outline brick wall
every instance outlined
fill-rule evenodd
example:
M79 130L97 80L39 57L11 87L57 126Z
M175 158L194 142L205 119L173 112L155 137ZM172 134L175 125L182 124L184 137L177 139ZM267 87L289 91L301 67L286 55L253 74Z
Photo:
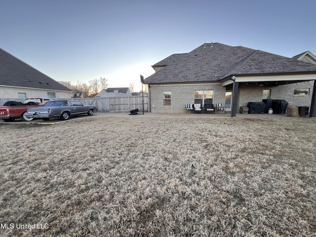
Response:
M299 82L277 86L260 86L254 84L241 84L239 85L238 108L246 106L248 102L256 102L262 101L262 92L264 89L271 89L271 99L273 100L285 100L289 104L298 106L311 106L314 81ZM308 96L294 95L294 89L310 88Z
M151 85L151 110L157 113L185 113L186 104L194 103L195 90L214 90L213 103L225 103L226 87L221 84ZM163 106L163 91L171 92L171 106Z
M237 109L246 106L248 102L262 101L264 89L271 89L271 99L284 99L289 104L311 106L314 80L277 86L260 86L259 84L240 83ZM294 88L310 88L308 96L293 95ZM150 88L150 110L157 113L185 113L186 104L194 103L195 90L214 90L213 104L225 103L226 88L221 84L192 84L172 85L152 85ZM163 91L171 92L171 106L163 106Z

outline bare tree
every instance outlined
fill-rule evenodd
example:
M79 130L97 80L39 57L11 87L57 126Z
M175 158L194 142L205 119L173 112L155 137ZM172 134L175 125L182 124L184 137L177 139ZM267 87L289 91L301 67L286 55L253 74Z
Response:
M135 87L135 83L129 82L129 90L130 90L131 93L133 93L134 92L134 87Z
M88 85L85 83L81 84L81 90L84 92L84 94L86 96L89 96L90 95L90 86Z
M143 90L144 90L144 93L148 93L148 84L143 84ZM140 91L140 92L142 92L142 90Z
M91 94L93 96L95 96L99 93L99 88L100 87L99 80L97 79L93 79L89 80L89 84L91 89Z
M108 79L106 78L102 78L102 77L100 78L100 79L99 79L99 82L100 83L100 86L101 90L103 89L106 89L108 88L109 83L108 83Z

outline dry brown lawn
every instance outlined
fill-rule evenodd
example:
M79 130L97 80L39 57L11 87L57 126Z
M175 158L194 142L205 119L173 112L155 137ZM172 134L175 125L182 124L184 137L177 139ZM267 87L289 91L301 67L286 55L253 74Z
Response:
M0 236L316 236L316 120L197 115L0 123Z

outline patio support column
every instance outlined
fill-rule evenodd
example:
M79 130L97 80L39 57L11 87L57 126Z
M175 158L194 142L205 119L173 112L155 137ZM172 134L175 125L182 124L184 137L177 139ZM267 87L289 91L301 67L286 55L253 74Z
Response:
M312 103L311 103L310 117L316 117L316 80L314 80L314 86L313 89L313 94L312 95Z
M232 117L236 117L237 112L237 100L238 99L238 90L239 89L239 82L235 81L236 77L233 77L233 106L232 107L232 111L231 112L231 116Z

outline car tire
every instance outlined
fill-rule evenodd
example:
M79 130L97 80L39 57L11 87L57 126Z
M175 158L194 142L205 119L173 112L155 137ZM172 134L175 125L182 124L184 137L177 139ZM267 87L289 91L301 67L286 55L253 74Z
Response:
M89 111L88 111L88 115L93 115L93 110L92 110L92 109L89 110Z
M25 117L25 114L26 113L26 112L24 112L21 116L21 119L22 121L26 122L26 121L32 121L32 120L33 120L33 118L26 118Z
M61 113L60 119L61 120L67 120L69 118L69 113L68 112L64 112Z

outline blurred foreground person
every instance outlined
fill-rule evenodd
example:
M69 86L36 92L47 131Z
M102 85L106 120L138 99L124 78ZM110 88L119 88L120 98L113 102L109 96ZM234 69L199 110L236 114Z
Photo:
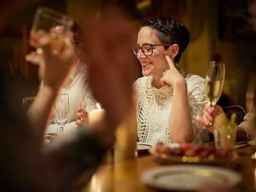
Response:
M55 98L74 67L75 59L70 39L65 39L61 52L54 56L47 35L37 34L33 40L45 52L44 84L28 112L29 123L21 106L16 105L21 103L17 97L21 85L4 75L6 73L0 76L1 191L78 190L95 171L106 149L113 143L117 125L130 113L135 67L132 63L135 62L130 62L131 52L124 51L128 47L123 43L131 44L133 30L116 9L107 10L100 18L87 21L84 27L92 29L94 33L85 40L91 55L86 57L91 61L88 63L93 63L88 66L89 82L95 98L106 109L105 119L90 132L81 129L73 136L43 147L42 140ZM106 94L108 92L112 93L111 96Z
M216 105L210 107L205 105L203 109L203 114L202 116L198 115L196 117L197 120L212 133L213 133L213 122L215 116L219 113L224 112L219 105ZM249 112L244 117L244 121L237 127L237 141L247 140L252 140L255 136L253 129L254 123L250 116L252 116L251 112Z

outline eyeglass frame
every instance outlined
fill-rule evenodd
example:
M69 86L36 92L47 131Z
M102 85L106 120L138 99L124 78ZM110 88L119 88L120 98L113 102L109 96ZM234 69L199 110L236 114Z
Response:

= = = = = = =

* _Required task_
Write out the listing again, swapping each "instance" for "occurrence" and keeping everything else unchanged. Omit the pictures.

* _Answer to the problem_
outline brick wall
every occurrence outlined
fill-rule evenodd
example:
M79 130L97 80L39 57L11 87L57 126Z
M175 158L194 142L205 119L173 112L155 137ZM172 134L175 125L182 124L184 137L177 139ZM267 87L289 91L301 67L286 55L253 74Z
Photo:
Response:
M299 82L277 86L260 86L254 84L241 84L239 85L238 108L246 106L248 102L256 102L262 101L262 92L264 89L271 89L271 99L273 100L285 100L289 104L298 106L311 106L314 81ZM308 96L294 95L294 89L310 88Z
M151 85L151 110L157 113L185 113L186 104L194 103L195 90L214 90L213 103L225 103L226 87L221 84ZM163 106L163 91L171 92L171 106Z
M237 109L246 106L248 102L262 101L264 89L271 89L271 99L284 99L289 104L311 106L314 80L277 86L260 86L259 84L240 83ZM294 88L310 88L308 96L293 95ZM150 88L150 110L157 113L185 113L186 104L194 103L195 90L214 90L213 104L225 103L226 88L221 84L192 84L172 85L152 85ZM163 91L171 92L171 106L163 106Z

outline bare tree
every occurrence outlined
fill-rule evenodd
example:
M79 130L97 80L39 57L11 87L57 126Z
M175 158L194 142L205 119L173 112L155 137ZM172 134L175 125L182 124L184 137L177 139ZM267 87L289 91L301 67L286 55L253 74Z
Response:
M135 87L135 83L129 82L129 90L130 90L131 93L133 93L134 92L134 87Z
M88 85L85 83L81 84L81 90L84 92L84 94L86 96L89 96L90 95L90 86Z
M143 90L144 90L144 93L148 93L148 84L143 84ZM140 91L140 92L142 92L142 90Z
M91 94L93 96L95 96L99 93L99 88L100 87L99 80L97 79L93 79L89 80L89 84L91 89Z
M108 79L106 78L102 78L102 77L100 78L100 79L99 79L99 82L100 83L100 86L101 90L103 89L106 89L108 88L109 83L108 83Z

outline dry brown lawn
every occurrence outlined
fill-rule evenodd
example:
M79 130L97 80L39 57L11 87L57 126Z
M175 158L194 142L205 119L173 112L155 137ZM172 134L175 125L182 124L184 137L177 139ZM267 87L289 91L301 67L286 55L253 74Z
Response:
M0 236L316 236L316 120L197 115L0 123Z

outline patio support column
every occurrence outlined
fill-rule evenodd
example:
M79 130L97 80L39 57L11 87L57 126Z
M175 158L194 142L205 119L173 112L155 137ZM172 134L175 125L182 124L184 137L177 139ZM267 87L289 91L301 67L286 55L253 74Z
Response:
M312 103L311 103L310 117L316 117L316 80L314 80L314 86L313 89L313 94L312 95Z
M232 117L236 117L237 112L237 100L238 99L238 90L239 89L239 82L235 81L236 77L233 77L233 106L232 107L232 111L231 112L231 116Z

outline car tire
every occurrence outlined
fill-rule evenodd
example:
M79 130L97 80L39 57L11 87L57 126Z
M175 158L194 142L205 119L173 112L155 137ZM172 134L175 125L182 124L184 137L177 139ZM267 87L289 91L301 67L286 55L253 74Z
Response:
M89 111L88 111L88 115L93 115L93 110L92 110L92 109L89 110Z
M25 117L25 114L26 113L26 112L24 112L21 116L21 119L22 121L26 122L26 121L32 121L32 120L33 120L33 118L26 118Z
M61 113L60 119L61 120L67 120L69 118L69 113L68 112L64 112Z

outline blurred foreground person
every occurrence outlined
fill-rule evenodd
example:
M69 86L36 92L47 131Z
M102 85L106 120L138 99L124 78ZM110 88L119 88L120 98L113 102L109 96ZM234 69L199 110L236 114Z
Photo:
Response:
M55 98L74 67L75 59L70 39L65 39L61 52L54 56L47 35L37 34L33 40L45 52L44 84L28 112L29 123L21 106L16 105L21 103L17 97L21 85L4 75L6 73L0 76L1 191L78 190L95 171L106 149L113 143L117 125L130 113L135 67L132 63L135 62L130 62L131 52L124 51L128 47L123 43L131 44L133 30L116 9L107 10L100 18L87 21L84 27L92 29L94 33L85 40L91 55L86 57L91 61L88 63L93 63L88 66L89 82L95 98L106 109L105 119L90 132L81 129L73 136L43 147L42 140ZM106 94L108 92L112 93L111 96Z
M216 105L210 107L205 105L203 109L203 114L202 116L198 115L196 117L197 120L212 133L213 133L213 122L215 116L219 113L224 112L219 105ZM249 112L244 117L244 121L237 127L237 141L247 140L252 140L255 136L253 129L254 123L250 116L252 116L251 112Z

outline eyeglass frame
every occurrence outlined
fill-rule evenodd
example:
M69 86L36 92L47 131Z
M102 85L106 120L138 99L124 78ZM110 88L119 88L120 98L113 102L109 96ZM234 69L199 110L236 114Z
Response:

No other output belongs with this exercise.